==== TEXTE DE LECTURE ====
Entretenant le flou autour de cet incident, la chaîne américaine précise toutefois : "l'administration Biden estime que l'installation nucléaire n'est pas encore à un niveau de crise". CNN ajoute également que "les responsables américains ont estimé que la situation ne constituait pas actuellement une menace grave pour la sécurité des travailleurs de l'usine ou du public chinois". Malgré ces affirmations rassurantes de l'administration Biden, la situation est prise très au sérieux puisque plusieurs réunions du conseil de sécurité nationale américain se sont déroulées à des niveaux élevés au cours de la semaine passée, relève Le Monde.
De son côté, EDF indique que "la présence de certains gaz rares dans le circuit primaire est un phénomène connu, étudié et prévu par les procédures d'exploitation des réacteurs". Dans un communiqué distinct, Framatome ajoute que "sur la base des informations disponibles, le réacteur est actuellement dans son domaine de fonctionnement et de sûreté autorisé".
Un porte-parole d'EDF complète :
"Nous sommes en-dessous de l'échelle d'Ines. Ce n'est même pas 1 sur l'échelle d'Ines. [Cette échelle internationale permet de classer les événements nucléaires civils selon leur niveau de gravité, ndlr]. Il n'y a pas de caractérisation d'un événement nucléaire. Nous sommes sur une exploitation normale, c'est-à-dire encadrée par des seuils autorisés et validés par l'autorité de sûreté".
2 - Que signifie la présence de gaz rares dans le circuit primaire ? Y a-t-il un risque de contamination ?
Le circuit primaire du réacteur est le circuit où circule l'eau sous pression qui permet de dégager la chaleur générée par le cœur du réacteur. Une concentration de gaz rares dans ce circuit traduit une dégradation de la gaine de quelques crayons combustibles. Or, cette gaine constitue la première des trois barrières de confinement de la radioactivité d'un réacteur.
Aujourd'hui, l'origine de cette dégradation dans la centrale de Taishan reste inconnue. Mais ce phénomène a déjà pu être observé en France. Deux causes avaient alors été identifiées sur le parc nucléaire tricolore : l'une liée à un problème d'assemblage du combustible qui endommage la gaine, l'autre liée à un "corps migrant", c'est-à-dire une pièce qui s'est retrouvée enfermée dans le circuit, qui se déplace et qui endommage les combustibles.
Ces gaz se dissolvent dans l'eau et leur présence ne provoque pas de montée en pression. Une partie est toutefois rejetée dans l'atmosphère.
==== DONNÉES ENREGISTRÉES ====
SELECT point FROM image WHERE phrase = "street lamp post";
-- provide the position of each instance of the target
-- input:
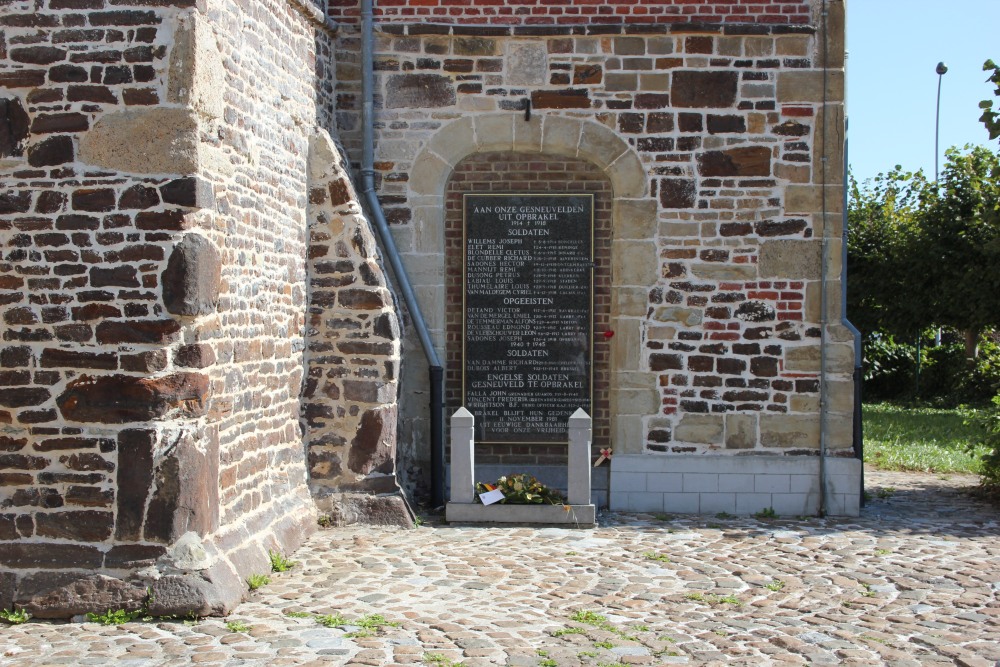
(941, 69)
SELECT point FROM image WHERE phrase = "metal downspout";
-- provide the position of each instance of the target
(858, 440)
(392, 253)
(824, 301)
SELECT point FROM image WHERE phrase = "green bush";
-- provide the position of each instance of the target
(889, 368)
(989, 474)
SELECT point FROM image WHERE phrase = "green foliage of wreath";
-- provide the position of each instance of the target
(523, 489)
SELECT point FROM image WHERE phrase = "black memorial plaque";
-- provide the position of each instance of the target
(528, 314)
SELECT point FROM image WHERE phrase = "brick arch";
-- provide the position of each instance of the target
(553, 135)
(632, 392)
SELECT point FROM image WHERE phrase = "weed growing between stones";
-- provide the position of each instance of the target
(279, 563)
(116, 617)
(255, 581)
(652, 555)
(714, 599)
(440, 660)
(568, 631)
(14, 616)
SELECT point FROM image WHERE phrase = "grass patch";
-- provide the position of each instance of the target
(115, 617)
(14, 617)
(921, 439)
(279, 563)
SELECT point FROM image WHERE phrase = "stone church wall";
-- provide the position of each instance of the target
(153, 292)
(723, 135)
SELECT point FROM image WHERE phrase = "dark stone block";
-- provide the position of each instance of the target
====
▸ **EXERCICES À TRAITER**:
A) Répondez aux questions suivantes à partir du texte sur la centrale de Taishan :
(i) Selon le communiqué d'EDF, de quelle manière est qualifiée la présence de certains gaz rares dans le circuit primaire ?
(ii) Que constitue la gaine des crayons combustibles ?
(iii) Quelles sont les deux causes identifiées en France pour ce phénomène ?
B) Prolongez le texte sur la centrale de Taishan à partir de sa dernière phrase.

▸ **LES RÉPONSES**:
A)
(i) C'est « un phénomène connu, étudié et prévu par les procédures d'exploitation des réacteurs ».
(ii) Elle constitue la première des trois barrières de confinement de la radioactivité d'un réacteur.
(iii) La première est un problème d'assemblage du combustible qui endommage la gaine. La seconde est un « corps migrant », c'est-à-dire une pièce enfermée dans le circuit qui se déplace et endommage les combustibles.

B)
"Les informations transmises par l'exploitant montrent que la valeur des rejets atmosphériques respecte les contraintes réglementaires. Il ne s'agit donc pas d'une contamination, mais de rejets maîtrisés", précise un porte-parole d'EDF.
Les gaz rares en question sont le xénon et le krypton."Ce sont des gaz atmosphériques non toxiques et chimiquement inertes. Ils ne sont pas considérés comme dangereux pour l'environnement", ajoute le groupe français.
3 - La responsabilité de Framatome est-elle engagée ?
"Il est encore prématuré de répondre à cette question", réagit EDF. Framatome est le concepteur des deux EPR de Taishan, c'est aussi lui le fournisseur des combustibles. Or ce sont les gaines des combustibles qui sont à l'origine d'une perte d'étanchéité. Ces derniers ont été fabriqués en France dans l'usine de Romans-sur-Isère, dans la Drôme. Compte tenu de cette fragilité, les chaînes de fabrication de Framatome vont-elles faire l'objet de contrôle dans les jours à venir ? EDF, pourtant maison mère de Framatome, n'a pas répondu à cette question. En revanche, en tant qu'actionnaire minoritaire, EDF a sollicité, samedi dernier, un conseil d'administration exceptionnel de TPNJVC pour que le management présente l'ensemble des données et les décisions nécessaires.
4 - Quelles possibles conséquences économiques pour EDF ?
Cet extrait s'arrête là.